▸ **Задание 1**: Почему, согласно отрывку о поисках нефти на полуострове Бузачи, фонтан нефти в январе прошлого года оказался в какой-то мере неожиданным?
▸ **Задание 2**: Напишите продолжение отрывка о поисках нефти на полуострове Бузачи, начиная после его последнего предложения.

Вертолет держит курс на север, на полуостров Бузачи. Туда летят Бисен Абишев, начальник поисковой партии комплексной экспедиции «Мангышлакнефтегазразведка», буровой мастер Алексей Иванович Волочаев и совсем еще молодой геолог. В раскаленном вертолете стоит такой грохот, что разговаривать невозможно. Бисен Абишев — лицо его от белизны рубашки кажется темно-коричневым — что-то пишет в блокноте, вырывает листок и протягивает мне. Читаю: «Пролетаем над заливом Кочак. Скоро Бузачи».
...В январе прошлого года на полуострове Бузачи ударил мощный фонтан нефти. Это было в какой-то мере неожиданным событием: Бузачи, особенно его центральная часть, считался малоперспективным районом. Но чутье подсказывало поисковикам, что уходить с полуострова нельзя. Не забывали они и легенду, живущую среди местных жителей. Говорили, что еще во время революции здесь бурили на нефть иностранные специалисты; якобы они даже обнаружили нефть, просили концессию, но Советское государство не пошло на это. Тогда скважины заткнули кошмами, а время смыло все следы экспедиции. Где их теперь искать, эти скважины? Расспрашивали стариков, даже возили их на полуостров — может, вспомнят... Промышленный фонтан нефти ударил в Каражанба-се. Нефть была хорошего качества и залегала неглубоко. Это в корне меняло представление о нефтегазоносности Северо-Бузачинского поднятия. На Бузачи была брошена техника, одна за другой возникали поисковые скважины...

▸ **Собранный материал**:
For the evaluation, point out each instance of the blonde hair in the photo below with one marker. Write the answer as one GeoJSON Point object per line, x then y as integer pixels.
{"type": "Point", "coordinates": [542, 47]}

▸ **Ответ 1**: Полуостров Бузачи, особенно его центральная часть, считался малоперспективным районом.

▸ **Ответ 2**:
Тень вертолета скользнула по плоским белым берегам залива, по густо-зеленой неподвижной воде. Поппыли озера, похожие на старые потускневшие зеркала. Они переходили, как бы переливались одно в другое...
Бисен Абишев снова протянул листок: «Полуостров Бузачи. Пролетаем Большой Сор».
Вот, значит, как выглядят соры, соленые озера, часто непроходимые ни для людей, ни для техники. А между тем Большой и Малый Соры занимают многие километры полуострова...
Между озерами мелькнула буровая. Пилот выбрал местечко посуше на краю буровой и, не глуша мотора, едва коснулся земли. Молодой геолог выпрыгнул, провалился по колено в серую студенистую массу. Вертолет взмыл — на поверхности остались глубокие вмятины от колес...
И снова замелькали озера, словно заполненные талым снегом. Скоро должна была появиться буровая Алексея Ивановича. Этот большой, добродушный человек был возбужден предстоящей встречей: не виделся со своими ребятами целый отпуск. Отдыхал на родине, в Ростове, соскучился даже по этой земле, хотя, казалось бы, как можно скучать по ней?
Навстречу Алексею Ивановичу ласково бросился мохнатый беспородный пес. Из вагончиков вышли парни, мускулистые, загорелые. Выбежала светловолосая девушка. Это была повариха Шура.
— Алексей Иванович, заждались вас...
Прошли в вагончик. Уселись на кроватях, застеленных байковыми одеялами. На стене висел осколок зеркала, под ним стоял стакан с сухими камышинками.
— Это мне ребята дарят, — сказала Шура. — Да что за цветы, пыль одна...
Волочаев очистил стол от книг, достал свою записную книжку, Бисен Абишев — свой блокнот, подошли ребята, и начался разговор о том, как завтра — без приключений — перебросить тракторами буровую на новое место.
...Похоже, я попала на Бузачи в переломный момент его жизни. Что-то подобное — только в больших масштабах — переживал в 1961 году и Центральный Мангышлак. Тогда нефтяные фонтаны ударили в Жетыбае и Узене. Много лет работали комплексные экспедиции, прежде чем установили, что земля эта, скрывающаяся в раскаленном мареве пыльных бурь, богата нефтью и газом, фосфоритами и самородной серой, марганцем, железом, медью. Сегодня желто-серое тело Мангышлака иссечено колеями машин. Колеи сплетаются в клубок возле буровых, языки пламени тают в белесом от жары небе, нити труб тянутся сквозь пески к горизонту...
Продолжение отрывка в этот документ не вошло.